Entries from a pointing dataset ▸
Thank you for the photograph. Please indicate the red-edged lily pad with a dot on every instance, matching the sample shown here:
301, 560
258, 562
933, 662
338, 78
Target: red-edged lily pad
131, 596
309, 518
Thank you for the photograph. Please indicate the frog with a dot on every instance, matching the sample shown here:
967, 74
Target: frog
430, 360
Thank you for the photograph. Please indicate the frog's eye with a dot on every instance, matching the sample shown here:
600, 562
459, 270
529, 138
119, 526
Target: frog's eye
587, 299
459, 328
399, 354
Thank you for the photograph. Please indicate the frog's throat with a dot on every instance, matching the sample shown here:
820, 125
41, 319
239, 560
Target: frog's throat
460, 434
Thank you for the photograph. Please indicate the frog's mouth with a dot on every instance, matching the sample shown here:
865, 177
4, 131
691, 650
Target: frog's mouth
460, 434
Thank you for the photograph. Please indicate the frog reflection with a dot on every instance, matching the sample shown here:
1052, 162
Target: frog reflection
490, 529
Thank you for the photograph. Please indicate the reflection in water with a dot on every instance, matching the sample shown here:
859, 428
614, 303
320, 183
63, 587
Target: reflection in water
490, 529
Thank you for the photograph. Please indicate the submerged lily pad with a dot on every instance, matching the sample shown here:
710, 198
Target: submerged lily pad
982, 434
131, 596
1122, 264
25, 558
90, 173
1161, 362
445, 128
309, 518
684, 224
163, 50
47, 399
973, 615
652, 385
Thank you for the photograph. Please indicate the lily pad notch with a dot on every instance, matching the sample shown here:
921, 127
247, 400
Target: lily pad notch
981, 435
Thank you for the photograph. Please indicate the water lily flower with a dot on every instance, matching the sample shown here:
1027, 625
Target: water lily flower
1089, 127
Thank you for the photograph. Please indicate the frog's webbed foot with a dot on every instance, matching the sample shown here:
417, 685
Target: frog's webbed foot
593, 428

--

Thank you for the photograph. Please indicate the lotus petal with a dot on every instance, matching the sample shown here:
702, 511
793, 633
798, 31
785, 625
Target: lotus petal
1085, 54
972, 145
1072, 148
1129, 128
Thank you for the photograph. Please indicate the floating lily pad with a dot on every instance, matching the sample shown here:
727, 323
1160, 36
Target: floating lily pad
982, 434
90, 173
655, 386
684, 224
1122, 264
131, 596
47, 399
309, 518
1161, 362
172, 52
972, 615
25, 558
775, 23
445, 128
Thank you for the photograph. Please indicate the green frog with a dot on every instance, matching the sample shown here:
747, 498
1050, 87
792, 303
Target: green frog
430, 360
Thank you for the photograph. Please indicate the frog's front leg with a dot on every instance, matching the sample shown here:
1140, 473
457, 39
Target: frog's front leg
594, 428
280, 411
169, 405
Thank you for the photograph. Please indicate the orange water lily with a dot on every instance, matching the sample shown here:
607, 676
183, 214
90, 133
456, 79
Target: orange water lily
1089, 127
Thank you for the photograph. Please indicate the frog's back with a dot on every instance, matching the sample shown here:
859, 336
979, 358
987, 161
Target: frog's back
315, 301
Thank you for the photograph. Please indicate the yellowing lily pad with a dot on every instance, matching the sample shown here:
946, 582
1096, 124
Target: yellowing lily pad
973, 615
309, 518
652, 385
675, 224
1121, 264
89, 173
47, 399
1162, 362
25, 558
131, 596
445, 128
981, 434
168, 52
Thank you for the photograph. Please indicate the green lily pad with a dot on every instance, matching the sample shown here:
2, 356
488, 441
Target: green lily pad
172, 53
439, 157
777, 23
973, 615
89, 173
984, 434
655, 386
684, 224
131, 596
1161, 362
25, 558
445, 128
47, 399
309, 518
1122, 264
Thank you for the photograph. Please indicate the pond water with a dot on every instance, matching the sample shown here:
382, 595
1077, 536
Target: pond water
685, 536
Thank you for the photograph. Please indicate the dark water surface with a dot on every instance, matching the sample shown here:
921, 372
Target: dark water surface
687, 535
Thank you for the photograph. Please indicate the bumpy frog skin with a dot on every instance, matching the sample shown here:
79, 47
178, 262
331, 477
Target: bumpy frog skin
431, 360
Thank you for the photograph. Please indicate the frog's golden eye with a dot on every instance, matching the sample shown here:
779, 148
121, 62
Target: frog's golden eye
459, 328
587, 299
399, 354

YOUR GOAL ▸
List every line of the records above that contains the string "yellowing", copying each line in full. Case counts.

TASK OUTPUT ▸
Thank you for the photograph. Please indicate the yellowing lily pad with a dot on every instance, matching the sample shown here:
Target: yellowing lily pad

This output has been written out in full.